## WORK TO COMPLETE
For each of the statements below, state whether it agrees with the text about Norma Restieaux, answering yes or no and quoting the words of the text that decide it. 1. Restieaux returned to Dunedin in 1970 after cardiology training in London and Boston. 2. Restieaux was the first woman of any nationality to be president of the Royal Australasian College of Physicians. 3. Restieaux received her damehood for services to cardiology.

## SUPPLIED TEXT
# # #

New Zealand cardiologist (born 1934)

Dame Norma Jean Restieaux (born 16 July 1934) is a New Zealand physician, medical researcher, cardiologist and author.

== Early life ==
Restieaux was born in the Dunedin suburb of St Kilda on 16 July 1934, the daughter of Frank Charles Restieaux (1911–1976) and Florence Jean May Restieaux (née Godfrey; 1908–1996). She was educated at Otago Girls' High School.

== Career ==
Restieaux studied medicine at the University of Otago, graduating Bachelor of Medical Science in 1958, and MB ChB in 1960. She then undertook specialist cardiology training in London and Boston, before returning to Dunedin in 1970. Restieaux was mentored by John Hunter, professor of medicine at Otago in the early stages of her career, and rose to become head of the Cardiology Department at Dunedin Hospital, consultant cardiologist for the Otago Health Board and associate professor at the University of Otago.

In 1999, Restieaux became the first female president of the New Zealand Medical Association. The following year, she became the first woman from New Zealand to be president of the Royal Australasian College of Physicians.

==Selected publications==
She authored or co-authored the following:
- Tang, E. W. (2006). "Clinical outcome of older patients with acute coronary syndrome over the last three decades"
- Tang, E (2005). "Use of evidence-based management for acute coronary syndrome".
- Fearnley, D (2002). "Audit of a collaborative care model suggests patients with acute myocardial infarction are not disadvantaged by treatment in a rural hospital".
- Stewart, RA (1997). "Differences in easily recognised coronary risk factors by age at first myocardial infarction".
- Sutherland, WH (1998). "IDL composition and angiographically determined progression of atherosclerotic lesions during simvastatin therapy".

==Honours==
In the 1992 Queen's Birthday Honours, Restieaux was appointed a Dame Commander of the Order of the British Empire, for services to cardiology.

# # #

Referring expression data
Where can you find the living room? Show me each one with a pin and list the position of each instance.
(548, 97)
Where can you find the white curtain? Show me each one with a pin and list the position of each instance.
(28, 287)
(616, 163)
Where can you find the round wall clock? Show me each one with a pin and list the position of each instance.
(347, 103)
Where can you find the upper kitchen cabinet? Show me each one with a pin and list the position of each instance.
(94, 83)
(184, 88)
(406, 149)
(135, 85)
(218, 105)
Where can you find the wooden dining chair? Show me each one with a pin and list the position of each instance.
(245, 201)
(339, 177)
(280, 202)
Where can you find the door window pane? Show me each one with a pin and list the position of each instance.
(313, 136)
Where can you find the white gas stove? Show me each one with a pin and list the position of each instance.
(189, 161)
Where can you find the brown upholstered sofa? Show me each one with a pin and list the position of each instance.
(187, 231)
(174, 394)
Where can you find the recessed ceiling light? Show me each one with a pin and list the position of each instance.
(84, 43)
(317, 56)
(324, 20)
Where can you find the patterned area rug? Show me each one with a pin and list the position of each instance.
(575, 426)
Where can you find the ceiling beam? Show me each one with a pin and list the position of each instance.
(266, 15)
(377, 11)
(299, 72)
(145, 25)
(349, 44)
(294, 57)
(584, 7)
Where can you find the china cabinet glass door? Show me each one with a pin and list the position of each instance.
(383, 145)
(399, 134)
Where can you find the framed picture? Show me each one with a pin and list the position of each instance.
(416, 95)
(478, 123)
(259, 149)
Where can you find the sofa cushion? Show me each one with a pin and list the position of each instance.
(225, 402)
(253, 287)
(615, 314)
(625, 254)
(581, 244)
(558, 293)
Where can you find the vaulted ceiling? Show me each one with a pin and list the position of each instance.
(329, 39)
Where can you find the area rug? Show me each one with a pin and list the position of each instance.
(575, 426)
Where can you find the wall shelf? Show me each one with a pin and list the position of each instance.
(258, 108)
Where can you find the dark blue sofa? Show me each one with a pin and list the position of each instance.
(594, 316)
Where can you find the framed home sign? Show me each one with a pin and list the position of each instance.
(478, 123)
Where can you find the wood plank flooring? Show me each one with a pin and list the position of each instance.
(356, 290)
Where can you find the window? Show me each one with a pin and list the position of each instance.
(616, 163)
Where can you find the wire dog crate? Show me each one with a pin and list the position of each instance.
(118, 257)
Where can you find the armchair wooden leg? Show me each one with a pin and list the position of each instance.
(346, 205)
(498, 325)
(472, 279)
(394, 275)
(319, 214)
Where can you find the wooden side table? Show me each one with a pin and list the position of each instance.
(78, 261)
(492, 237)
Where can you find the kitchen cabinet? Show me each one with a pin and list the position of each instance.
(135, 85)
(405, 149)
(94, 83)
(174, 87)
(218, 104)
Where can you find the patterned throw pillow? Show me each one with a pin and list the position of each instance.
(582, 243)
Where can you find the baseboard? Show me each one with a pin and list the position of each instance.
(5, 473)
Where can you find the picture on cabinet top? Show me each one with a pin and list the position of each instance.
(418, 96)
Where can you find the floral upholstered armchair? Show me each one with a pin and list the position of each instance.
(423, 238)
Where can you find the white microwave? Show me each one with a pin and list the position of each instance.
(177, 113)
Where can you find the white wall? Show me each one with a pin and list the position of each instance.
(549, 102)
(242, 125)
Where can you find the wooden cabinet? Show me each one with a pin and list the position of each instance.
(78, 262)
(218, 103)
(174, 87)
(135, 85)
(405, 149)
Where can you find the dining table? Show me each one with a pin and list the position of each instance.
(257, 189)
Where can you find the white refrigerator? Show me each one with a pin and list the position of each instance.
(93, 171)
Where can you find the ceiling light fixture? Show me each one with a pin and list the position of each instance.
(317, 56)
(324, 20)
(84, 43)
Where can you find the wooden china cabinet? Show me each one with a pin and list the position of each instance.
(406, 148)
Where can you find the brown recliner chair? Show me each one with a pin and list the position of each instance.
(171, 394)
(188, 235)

# # #

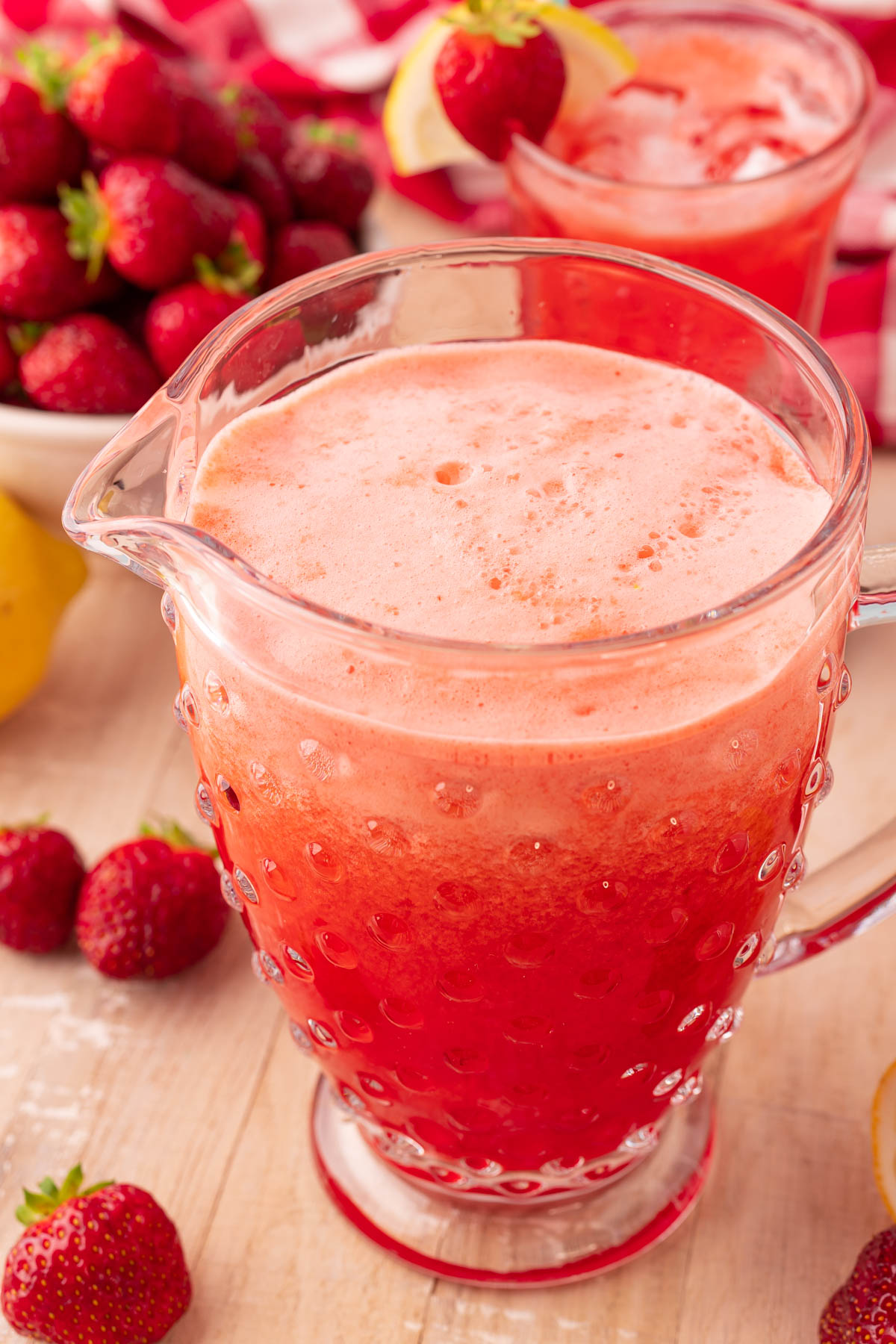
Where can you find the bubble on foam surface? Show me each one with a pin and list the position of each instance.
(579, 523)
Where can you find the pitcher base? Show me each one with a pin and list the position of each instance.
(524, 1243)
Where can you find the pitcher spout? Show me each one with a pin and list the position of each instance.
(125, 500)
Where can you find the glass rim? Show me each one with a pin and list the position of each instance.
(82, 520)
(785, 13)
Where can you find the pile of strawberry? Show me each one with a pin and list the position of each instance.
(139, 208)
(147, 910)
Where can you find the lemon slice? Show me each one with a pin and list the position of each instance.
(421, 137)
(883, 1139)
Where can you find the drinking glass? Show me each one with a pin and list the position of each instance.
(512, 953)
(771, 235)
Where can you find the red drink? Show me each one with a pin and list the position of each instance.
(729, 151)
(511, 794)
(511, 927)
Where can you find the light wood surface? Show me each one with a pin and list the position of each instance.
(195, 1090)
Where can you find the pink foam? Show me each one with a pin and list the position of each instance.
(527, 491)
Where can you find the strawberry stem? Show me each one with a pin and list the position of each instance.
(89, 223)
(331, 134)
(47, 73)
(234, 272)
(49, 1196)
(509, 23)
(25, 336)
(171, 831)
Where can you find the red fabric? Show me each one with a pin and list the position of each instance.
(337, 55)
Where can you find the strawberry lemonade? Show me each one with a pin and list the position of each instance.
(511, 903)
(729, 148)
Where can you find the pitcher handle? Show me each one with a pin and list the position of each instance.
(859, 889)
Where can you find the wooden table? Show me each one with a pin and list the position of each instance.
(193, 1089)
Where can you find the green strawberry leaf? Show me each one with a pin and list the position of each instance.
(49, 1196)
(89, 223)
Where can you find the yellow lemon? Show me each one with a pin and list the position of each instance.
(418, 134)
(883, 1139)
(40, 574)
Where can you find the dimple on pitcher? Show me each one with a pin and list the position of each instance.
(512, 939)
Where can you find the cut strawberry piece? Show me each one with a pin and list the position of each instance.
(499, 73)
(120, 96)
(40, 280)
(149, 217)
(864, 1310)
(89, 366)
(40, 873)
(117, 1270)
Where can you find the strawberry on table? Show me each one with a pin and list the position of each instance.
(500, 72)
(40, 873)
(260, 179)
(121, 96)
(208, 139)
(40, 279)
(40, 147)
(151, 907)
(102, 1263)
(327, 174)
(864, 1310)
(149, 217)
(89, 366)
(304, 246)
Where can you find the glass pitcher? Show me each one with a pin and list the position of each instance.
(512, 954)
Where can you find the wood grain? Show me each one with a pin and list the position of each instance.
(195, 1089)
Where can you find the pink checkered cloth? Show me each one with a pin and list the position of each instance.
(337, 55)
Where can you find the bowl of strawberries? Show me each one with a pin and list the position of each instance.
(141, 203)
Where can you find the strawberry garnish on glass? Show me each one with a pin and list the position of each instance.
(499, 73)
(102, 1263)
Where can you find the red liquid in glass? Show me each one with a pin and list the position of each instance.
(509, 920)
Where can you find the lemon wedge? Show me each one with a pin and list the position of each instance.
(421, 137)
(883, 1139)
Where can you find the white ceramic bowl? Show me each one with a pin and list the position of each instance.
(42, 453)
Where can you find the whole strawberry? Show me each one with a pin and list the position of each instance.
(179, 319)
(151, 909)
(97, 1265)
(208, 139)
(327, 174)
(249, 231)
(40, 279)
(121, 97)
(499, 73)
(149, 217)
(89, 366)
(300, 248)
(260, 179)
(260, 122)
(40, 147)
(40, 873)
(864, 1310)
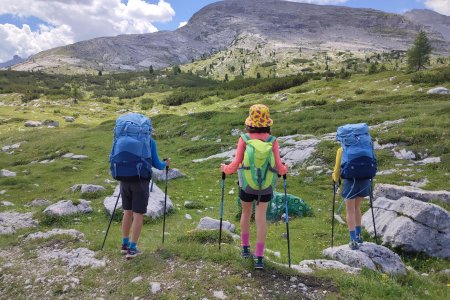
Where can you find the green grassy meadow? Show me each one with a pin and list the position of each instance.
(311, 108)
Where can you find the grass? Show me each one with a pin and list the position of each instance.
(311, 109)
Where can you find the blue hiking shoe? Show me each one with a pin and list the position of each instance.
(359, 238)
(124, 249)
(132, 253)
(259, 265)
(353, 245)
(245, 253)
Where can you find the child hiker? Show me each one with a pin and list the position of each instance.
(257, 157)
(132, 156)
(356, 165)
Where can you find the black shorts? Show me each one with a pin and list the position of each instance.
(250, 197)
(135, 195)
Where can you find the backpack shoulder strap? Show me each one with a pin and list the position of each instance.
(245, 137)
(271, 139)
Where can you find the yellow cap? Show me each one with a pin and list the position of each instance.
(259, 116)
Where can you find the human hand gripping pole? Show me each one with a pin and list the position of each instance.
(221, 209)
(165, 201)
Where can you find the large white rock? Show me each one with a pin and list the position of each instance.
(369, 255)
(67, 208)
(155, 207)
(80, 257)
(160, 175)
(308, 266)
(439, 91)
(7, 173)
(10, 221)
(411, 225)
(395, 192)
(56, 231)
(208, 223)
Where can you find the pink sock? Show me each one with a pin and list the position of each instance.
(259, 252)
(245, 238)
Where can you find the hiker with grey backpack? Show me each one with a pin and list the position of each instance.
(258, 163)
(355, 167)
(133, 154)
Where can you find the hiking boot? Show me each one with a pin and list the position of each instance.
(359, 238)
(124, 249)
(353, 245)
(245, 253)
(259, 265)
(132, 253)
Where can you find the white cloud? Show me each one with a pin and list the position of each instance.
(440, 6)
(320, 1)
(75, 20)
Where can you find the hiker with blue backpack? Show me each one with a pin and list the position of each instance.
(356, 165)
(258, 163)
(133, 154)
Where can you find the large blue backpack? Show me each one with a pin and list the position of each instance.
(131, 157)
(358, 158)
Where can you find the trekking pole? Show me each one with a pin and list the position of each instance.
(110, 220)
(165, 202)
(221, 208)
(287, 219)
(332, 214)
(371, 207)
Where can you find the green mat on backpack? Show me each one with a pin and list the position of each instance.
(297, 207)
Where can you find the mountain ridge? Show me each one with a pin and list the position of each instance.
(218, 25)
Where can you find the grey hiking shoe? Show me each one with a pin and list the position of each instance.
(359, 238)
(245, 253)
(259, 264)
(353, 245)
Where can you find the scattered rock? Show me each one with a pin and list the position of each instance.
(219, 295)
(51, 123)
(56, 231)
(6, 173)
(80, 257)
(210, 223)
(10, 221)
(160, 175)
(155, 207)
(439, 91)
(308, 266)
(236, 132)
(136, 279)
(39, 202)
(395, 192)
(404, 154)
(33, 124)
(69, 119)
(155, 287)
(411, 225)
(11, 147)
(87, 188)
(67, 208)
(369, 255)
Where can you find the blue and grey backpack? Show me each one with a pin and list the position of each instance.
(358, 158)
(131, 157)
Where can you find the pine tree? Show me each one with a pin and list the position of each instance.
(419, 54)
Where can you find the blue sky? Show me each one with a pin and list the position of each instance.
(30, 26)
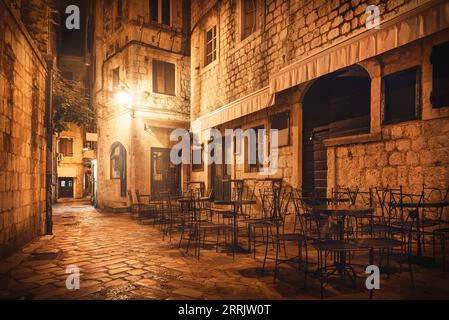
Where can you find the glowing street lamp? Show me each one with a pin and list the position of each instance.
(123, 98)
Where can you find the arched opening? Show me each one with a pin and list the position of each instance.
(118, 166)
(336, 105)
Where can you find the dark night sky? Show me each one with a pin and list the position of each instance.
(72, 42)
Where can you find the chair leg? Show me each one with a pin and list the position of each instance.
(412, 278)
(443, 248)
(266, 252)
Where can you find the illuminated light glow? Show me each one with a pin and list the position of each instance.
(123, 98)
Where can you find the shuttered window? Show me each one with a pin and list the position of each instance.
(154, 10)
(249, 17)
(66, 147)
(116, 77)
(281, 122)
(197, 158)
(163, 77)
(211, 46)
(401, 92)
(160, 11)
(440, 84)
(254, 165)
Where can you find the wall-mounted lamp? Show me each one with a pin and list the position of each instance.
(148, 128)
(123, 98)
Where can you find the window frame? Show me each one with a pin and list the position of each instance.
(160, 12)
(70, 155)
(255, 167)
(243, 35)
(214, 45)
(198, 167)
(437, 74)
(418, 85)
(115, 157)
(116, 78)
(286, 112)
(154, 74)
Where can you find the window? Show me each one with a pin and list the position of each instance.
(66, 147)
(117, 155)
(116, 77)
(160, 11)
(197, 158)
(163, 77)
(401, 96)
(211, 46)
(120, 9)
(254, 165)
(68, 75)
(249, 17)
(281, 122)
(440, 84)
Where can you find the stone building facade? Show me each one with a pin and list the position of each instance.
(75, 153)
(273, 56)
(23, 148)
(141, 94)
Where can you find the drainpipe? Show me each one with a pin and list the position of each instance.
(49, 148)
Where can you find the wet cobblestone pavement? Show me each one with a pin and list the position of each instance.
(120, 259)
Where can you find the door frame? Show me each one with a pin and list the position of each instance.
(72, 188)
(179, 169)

# # #

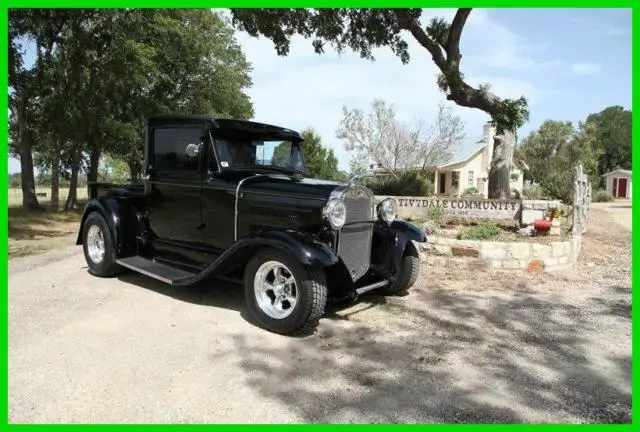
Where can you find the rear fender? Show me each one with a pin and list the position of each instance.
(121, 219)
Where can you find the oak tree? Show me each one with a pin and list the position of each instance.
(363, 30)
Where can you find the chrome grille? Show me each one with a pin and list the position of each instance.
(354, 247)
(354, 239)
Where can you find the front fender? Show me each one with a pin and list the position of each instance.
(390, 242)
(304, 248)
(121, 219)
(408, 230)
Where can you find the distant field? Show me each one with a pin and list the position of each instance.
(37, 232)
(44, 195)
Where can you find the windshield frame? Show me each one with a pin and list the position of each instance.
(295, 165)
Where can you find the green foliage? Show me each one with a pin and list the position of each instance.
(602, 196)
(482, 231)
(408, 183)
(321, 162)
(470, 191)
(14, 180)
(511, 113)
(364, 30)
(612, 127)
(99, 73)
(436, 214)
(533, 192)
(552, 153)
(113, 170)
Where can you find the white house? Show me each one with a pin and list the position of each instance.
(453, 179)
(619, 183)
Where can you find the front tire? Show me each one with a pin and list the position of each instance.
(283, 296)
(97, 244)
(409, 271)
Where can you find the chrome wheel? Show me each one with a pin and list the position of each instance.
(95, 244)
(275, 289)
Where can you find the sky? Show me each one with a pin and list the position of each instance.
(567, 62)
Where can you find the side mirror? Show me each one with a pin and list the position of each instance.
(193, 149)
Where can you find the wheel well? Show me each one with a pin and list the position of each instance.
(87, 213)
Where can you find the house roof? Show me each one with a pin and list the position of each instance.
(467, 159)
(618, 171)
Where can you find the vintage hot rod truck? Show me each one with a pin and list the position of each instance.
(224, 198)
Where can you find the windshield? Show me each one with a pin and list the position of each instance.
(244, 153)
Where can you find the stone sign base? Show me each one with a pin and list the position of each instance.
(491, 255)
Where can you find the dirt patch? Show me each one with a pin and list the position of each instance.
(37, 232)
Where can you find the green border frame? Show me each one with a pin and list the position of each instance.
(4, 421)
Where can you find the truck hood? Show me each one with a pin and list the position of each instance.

# # #

## OUTPUT
1. Yes: "She then undertook specialist cardiology training in London and Boston, before returning to Dunedin in 1970."
2. No: "she became the first woman from New Zealand to be president of the Royal Australasian College of Physicians."
3. Yes: "Restieaux was appointed a Dame Commander of the Order of the British Empire, for services to cardiology."